▸ Consignes de l'exercice:
**1.** Selon le portrait de Claire Fanjul, pourquoi l'artiste aime-t-elle particulièrement créer sur papier ? Répondez en une ou deux phrases.
**2.** Reprenez le portrait de Claire Fanjul à la suite de sa dernière phrase, en ouvrant l'interview annoncée.

───── Extrait cité ─────

Exposée régulièrement à Paris, New-York et Bruxelles, Claire Fanjul donne vie à des mondes imaginaires à l’encre de Chine et au marqueur Posca. On part découvrir le dessous de ses cartes.
Ce qui fascine d’emblée chez Claire Fanjul relève de la technique pure. Une sensation de cohérence créative que sa maîtrise hors-pair de l’encre de Chine et du marqueur Posca sert parfaitement. Nos yeux serpentent ensuite de sentiers en cités pour s’accrocher aux détails, plus particulièrement à ses bestiaires fantastiques qui peuplent des continents inexplorés. On pense au pouvoir de l’imaginaire des explorateurs du Moyen-Âge. Sauf qu’aujourd’hui les contes et légendes n’ont plus leur part dans un monde où tout a été cartographié, recensé et documenté. On se sent l’âme d’un Marco Polo ou d’un Christophe Colomb qui navigueraient entre les deux eaux du fantasme et de l’Histoire.
Des œufs d’autruche, des crânes en céramique et des carrés de soie
Passionnée de gravure, Claire aime particulièrement créer sur papier pour la liberté qu’il offre, mais se porte aussi sur des objets en trois dimensions comme des œufs d’autruche, des crânes en céramique et des pièces de mobilier. L’une de ses dernières séries intitulée Utopia a été réalisée sur des sphères de tilleul massif avant d’être exposée à la Halle Saint-Pierre en 2019. L’artiste a aussi réalisé des commandes pour le Bureau du Fooding et dessiné sur du mobilier design dans le cadre d’une vente caritative pour l’association La Source, fondée par G. Garouste. Mais plus que toute autre, sa collaboration récente avec Hermès pour le Carré de soie « La Folle Parade » reste la plus emblématique. Ça tombe bien, elle nous en parle dans son interview.

───── Données extraites ─────

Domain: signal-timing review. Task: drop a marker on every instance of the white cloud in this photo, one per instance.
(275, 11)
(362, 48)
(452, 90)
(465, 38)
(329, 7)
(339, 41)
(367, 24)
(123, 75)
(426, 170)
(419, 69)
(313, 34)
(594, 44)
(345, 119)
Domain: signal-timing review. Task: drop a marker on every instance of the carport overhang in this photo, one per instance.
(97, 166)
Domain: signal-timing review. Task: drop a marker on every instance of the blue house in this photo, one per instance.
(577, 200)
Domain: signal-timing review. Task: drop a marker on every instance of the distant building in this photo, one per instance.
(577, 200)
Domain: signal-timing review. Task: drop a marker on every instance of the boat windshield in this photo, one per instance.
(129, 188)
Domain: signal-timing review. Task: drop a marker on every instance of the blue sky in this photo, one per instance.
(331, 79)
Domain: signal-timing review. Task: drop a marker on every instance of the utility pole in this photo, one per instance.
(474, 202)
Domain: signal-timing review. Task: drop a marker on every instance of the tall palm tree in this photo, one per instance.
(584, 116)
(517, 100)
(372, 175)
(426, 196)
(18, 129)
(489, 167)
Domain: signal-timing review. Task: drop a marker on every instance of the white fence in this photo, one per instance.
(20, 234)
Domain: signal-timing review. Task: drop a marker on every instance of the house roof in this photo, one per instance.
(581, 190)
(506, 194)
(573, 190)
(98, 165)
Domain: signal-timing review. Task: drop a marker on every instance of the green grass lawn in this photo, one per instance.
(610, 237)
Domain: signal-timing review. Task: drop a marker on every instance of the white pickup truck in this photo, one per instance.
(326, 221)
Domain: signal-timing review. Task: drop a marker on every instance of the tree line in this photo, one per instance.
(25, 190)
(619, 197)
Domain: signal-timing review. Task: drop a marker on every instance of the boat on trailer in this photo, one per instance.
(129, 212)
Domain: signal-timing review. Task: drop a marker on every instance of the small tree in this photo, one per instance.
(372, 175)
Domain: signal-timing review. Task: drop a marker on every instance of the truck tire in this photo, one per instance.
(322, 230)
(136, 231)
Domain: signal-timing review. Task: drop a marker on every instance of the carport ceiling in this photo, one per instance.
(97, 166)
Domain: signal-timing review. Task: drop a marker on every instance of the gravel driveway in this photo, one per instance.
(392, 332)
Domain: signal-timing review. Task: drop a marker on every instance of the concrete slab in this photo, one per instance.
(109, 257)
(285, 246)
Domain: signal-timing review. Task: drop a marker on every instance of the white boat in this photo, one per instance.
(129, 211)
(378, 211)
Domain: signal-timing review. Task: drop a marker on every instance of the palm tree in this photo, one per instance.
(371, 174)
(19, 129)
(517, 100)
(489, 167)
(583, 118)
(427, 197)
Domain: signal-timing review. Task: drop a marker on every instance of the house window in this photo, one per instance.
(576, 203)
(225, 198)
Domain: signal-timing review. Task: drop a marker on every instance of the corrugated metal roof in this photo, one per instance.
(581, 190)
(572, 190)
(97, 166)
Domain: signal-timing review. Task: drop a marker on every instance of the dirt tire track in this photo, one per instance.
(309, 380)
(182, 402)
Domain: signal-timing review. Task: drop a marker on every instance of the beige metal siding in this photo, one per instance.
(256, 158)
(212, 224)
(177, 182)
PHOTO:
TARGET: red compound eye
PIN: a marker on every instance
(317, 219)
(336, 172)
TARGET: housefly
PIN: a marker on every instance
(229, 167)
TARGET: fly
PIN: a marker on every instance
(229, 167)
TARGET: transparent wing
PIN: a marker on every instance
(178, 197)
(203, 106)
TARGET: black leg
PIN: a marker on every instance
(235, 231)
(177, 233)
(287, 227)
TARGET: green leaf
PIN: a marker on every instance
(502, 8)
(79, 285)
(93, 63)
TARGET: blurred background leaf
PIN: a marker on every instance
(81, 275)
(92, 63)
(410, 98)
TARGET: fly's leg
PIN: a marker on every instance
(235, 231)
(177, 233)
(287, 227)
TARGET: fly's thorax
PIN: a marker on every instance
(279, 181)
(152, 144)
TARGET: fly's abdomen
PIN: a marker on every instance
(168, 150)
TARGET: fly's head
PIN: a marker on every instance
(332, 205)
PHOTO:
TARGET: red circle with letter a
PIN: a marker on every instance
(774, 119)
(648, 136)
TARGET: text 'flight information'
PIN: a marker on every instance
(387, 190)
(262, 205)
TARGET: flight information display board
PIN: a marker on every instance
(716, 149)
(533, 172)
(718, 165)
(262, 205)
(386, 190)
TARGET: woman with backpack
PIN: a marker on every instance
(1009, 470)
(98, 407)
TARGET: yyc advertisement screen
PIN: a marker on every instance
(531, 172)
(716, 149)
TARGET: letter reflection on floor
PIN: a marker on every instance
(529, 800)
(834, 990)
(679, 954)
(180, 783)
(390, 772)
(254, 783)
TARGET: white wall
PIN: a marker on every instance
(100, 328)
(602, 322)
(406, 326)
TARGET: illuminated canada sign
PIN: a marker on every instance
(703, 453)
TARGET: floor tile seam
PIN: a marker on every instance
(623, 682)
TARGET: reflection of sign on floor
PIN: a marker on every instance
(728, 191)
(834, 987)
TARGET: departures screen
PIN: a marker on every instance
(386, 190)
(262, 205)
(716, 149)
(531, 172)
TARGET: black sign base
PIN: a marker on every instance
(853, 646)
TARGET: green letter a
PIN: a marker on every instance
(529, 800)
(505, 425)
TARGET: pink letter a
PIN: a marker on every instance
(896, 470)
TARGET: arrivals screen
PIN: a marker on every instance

─────
───── Données extraites ─────

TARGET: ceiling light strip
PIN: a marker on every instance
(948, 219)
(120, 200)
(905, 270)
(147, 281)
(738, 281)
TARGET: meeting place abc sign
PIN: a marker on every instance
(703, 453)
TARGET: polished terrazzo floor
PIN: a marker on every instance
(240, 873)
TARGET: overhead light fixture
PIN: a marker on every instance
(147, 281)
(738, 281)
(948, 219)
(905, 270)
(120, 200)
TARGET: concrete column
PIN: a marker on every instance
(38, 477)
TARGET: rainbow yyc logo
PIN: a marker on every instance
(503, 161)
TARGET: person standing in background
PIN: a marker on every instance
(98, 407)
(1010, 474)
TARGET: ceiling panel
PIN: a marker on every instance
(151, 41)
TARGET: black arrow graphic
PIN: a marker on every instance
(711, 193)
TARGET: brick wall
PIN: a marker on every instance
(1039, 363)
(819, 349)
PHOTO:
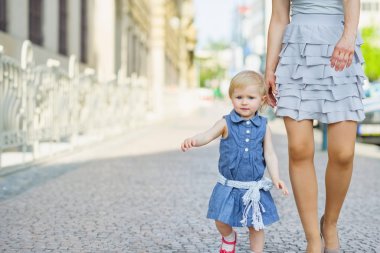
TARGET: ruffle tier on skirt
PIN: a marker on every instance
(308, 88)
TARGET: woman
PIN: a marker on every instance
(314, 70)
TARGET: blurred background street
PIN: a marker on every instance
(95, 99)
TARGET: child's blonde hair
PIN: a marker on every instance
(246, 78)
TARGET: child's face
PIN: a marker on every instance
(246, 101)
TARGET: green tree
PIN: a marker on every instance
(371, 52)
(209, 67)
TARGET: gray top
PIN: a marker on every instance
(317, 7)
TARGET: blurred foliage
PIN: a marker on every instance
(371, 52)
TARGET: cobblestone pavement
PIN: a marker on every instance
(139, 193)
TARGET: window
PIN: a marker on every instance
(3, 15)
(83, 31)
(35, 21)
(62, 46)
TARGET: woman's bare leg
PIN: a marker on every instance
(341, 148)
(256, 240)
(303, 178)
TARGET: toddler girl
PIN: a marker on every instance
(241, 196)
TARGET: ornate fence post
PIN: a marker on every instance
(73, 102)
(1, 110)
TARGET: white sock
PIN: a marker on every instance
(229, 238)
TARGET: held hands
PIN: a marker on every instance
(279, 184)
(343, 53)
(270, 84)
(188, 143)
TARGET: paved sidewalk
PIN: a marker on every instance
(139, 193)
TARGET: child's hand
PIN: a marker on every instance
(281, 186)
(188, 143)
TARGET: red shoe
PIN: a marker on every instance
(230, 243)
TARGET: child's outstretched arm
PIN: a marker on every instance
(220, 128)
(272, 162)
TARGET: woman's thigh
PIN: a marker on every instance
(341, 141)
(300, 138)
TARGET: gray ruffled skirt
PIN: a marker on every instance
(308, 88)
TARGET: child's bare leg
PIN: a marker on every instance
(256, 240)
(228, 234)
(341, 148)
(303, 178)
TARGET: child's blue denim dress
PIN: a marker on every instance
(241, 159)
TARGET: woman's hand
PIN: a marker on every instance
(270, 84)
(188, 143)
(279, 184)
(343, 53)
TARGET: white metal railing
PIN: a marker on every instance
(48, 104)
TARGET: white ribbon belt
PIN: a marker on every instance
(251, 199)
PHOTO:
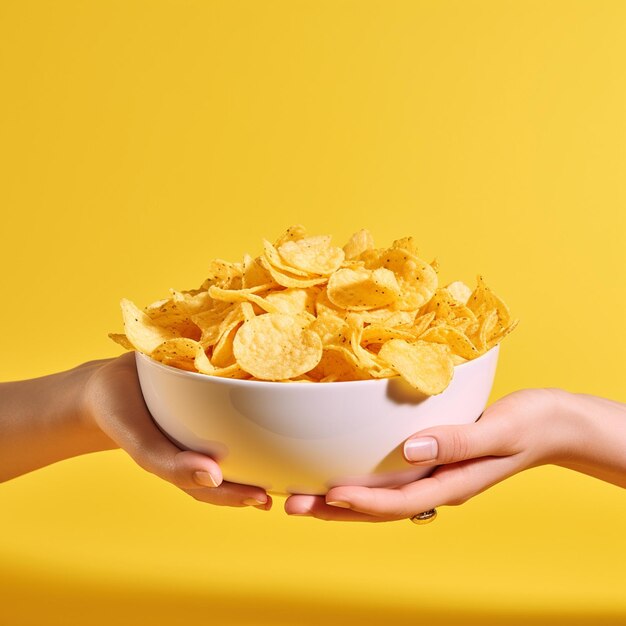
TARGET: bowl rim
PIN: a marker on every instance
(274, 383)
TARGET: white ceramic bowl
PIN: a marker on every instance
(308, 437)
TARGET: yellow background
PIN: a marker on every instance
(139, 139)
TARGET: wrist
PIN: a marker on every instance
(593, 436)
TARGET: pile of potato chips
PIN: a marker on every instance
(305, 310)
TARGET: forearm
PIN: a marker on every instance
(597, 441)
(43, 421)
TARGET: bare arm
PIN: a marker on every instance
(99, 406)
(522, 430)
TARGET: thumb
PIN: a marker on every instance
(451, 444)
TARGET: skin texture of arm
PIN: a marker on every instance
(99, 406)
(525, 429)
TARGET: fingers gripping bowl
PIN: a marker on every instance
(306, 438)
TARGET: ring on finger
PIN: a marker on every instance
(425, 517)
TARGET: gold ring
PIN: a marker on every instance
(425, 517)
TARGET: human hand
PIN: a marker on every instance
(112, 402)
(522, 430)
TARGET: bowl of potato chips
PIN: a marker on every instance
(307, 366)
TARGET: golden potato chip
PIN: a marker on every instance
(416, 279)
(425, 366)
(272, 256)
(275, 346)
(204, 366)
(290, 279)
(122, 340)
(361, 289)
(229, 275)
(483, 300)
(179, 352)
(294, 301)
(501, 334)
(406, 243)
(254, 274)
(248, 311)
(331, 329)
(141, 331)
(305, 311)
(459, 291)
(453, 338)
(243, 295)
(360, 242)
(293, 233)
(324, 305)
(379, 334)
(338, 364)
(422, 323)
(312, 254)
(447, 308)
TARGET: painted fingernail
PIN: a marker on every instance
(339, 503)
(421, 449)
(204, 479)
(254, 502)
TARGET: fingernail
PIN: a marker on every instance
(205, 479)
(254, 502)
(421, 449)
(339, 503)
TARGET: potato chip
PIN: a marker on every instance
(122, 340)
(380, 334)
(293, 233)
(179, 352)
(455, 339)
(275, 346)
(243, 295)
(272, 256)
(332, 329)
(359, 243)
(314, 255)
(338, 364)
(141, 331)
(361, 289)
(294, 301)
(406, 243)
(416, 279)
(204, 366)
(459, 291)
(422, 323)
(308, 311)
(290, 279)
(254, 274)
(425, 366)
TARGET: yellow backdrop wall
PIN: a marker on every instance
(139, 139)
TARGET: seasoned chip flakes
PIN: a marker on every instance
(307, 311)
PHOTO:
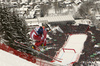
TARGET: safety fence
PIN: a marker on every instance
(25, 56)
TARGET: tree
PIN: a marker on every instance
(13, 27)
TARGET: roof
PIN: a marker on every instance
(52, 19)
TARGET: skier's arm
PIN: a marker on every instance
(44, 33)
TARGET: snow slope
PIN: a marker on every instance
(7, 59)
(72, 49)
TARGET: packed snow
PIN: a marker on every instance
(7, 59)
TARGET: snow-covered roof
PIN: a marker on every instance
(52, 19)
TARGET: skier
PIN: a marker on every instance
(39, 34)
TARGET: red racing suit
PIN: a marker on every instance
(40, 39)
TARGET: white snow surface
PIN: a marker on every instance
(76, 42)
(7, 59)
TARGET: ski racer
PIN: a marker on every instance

─────
───── Données extraites ─────

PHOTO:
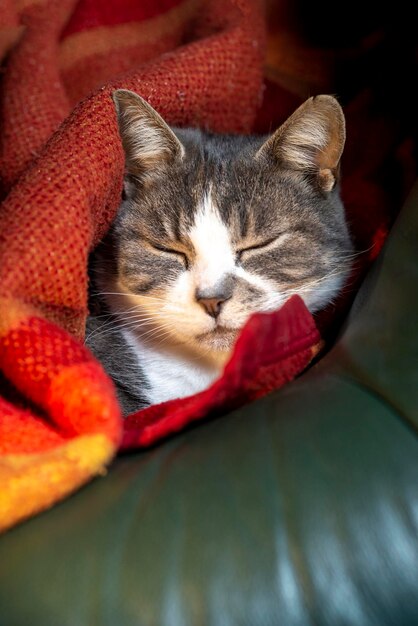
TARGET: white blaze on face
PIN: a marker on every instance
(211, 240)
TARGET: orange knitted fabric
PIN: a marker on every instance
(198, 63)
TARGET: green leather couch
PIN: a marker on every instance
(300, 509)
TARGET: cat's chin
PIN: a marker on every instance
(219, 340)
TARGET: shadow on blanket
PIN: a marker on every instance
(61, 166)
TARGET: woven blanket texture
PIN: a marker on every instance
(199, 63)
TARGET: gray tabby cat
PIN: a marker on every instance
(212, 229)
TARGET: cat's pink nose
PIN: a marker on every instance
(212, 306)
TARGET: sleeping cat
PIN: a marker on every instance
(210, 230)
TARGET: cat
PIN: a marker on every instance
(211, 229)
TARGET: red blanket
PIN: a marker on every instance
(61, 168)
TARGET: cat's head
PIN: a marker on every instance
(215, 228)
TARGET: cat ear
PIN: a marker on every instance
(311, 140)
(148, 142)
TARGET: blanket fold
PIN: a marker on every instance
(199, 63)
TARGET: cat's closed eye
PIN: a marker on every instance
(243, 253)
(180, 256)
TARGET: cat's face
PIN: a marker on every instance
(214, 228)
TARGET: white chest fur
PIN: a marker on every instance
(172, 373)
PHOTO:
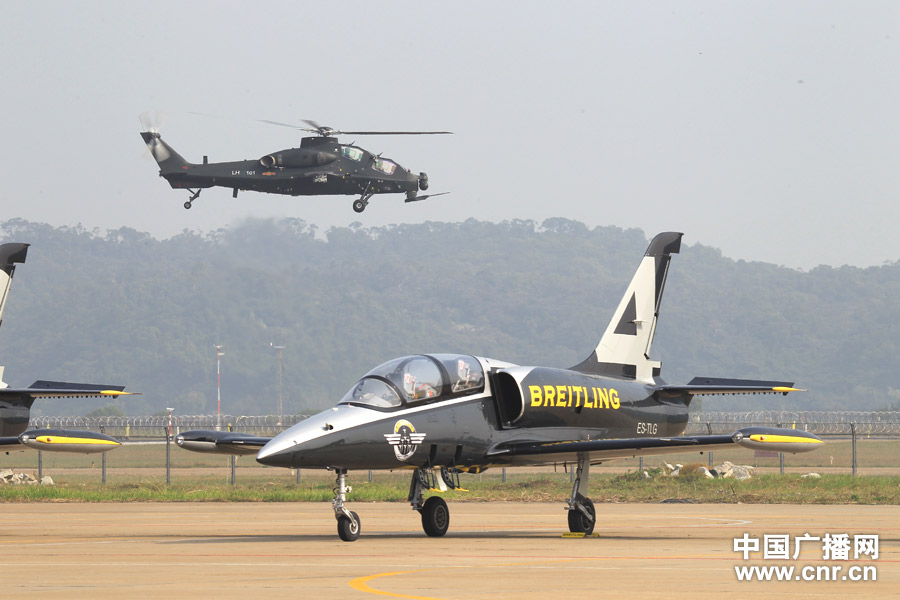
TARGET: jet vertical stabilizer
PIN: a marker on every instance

─────

▸ Corrigé détaillé:
**1.** Claire Fanjul, passionnée de gravure, aime particulièrement créer sur papier pour la liberté que ce support lui offre.

**2.**
Marin : Hello Claire. Quelle serait la couleur de ton mood au moment où on se parle ?
Claire Fanjul : Je dirais plutôt encre de Chine noire sur papier blanc, je suis dans une période intensive de dessin à la plume.
M.Aux Grandes Femmes, Claire Fanjul reconnaissante : qui invites-tu, dans ton Panthéon personnel ?
C.F. Je pense d’abord à la reine-pharaon Hatchepsout. J’envisage de travailler sur le thème de son expédition au pays de Pount (lieu que j’imagine comme un eldorado). J’aimerais aussi convier la créatrice de mode extravagante Elsa Schiaparelli et Billie Holiday pour l’écouter chanter.
M. J’ai découvert ton travail avec tes cartographies imaginaires. Où vas-tu chercher toute cette inspiration ?
C.F. : Je mélange des iconographies anciennes de cartes de conquistadors où j’accumule des éléments de la culture actuelle – logos de marques intégrés dans des blasons médiévaux, objets de la société de consommation collectés dans des catalogues publicitaires… J’y ajoute un bestiaire fantastique, des objets symboliques et des typographies imaginaires pour compléter ces territoires fantasmés.
M. Tu travailles également sur des supports en trois dimensions tels que des œufs d’autruches et des crânes en céramique. Qu’est-ce que ça change dans ton approche créative ?
C.F. : C’est la matière, la texture et la forme des supports qui vont m’inspirer différents thèmes. Les œufs d’autruches sont précieux, délicats et avec un grain naturel. J’y dessine un bestiaire, des formes organiques ou encore des bactéries. Sur les crânes, j’aborde le thème de la dysmorphophobie – une maladie qui reflète bien notre société actuelle – et plus récemment celui des Yōkai. J’ai aussi démarré une série de crânes de femmes célèbres qui ont marqué l’art ou l’histoire.
M. Plus récemment, t’as collaboré avec Hermès pour créer un Carré de soie intitulé La Folle Parade. Quelle était l’intention de départ de ce projet ?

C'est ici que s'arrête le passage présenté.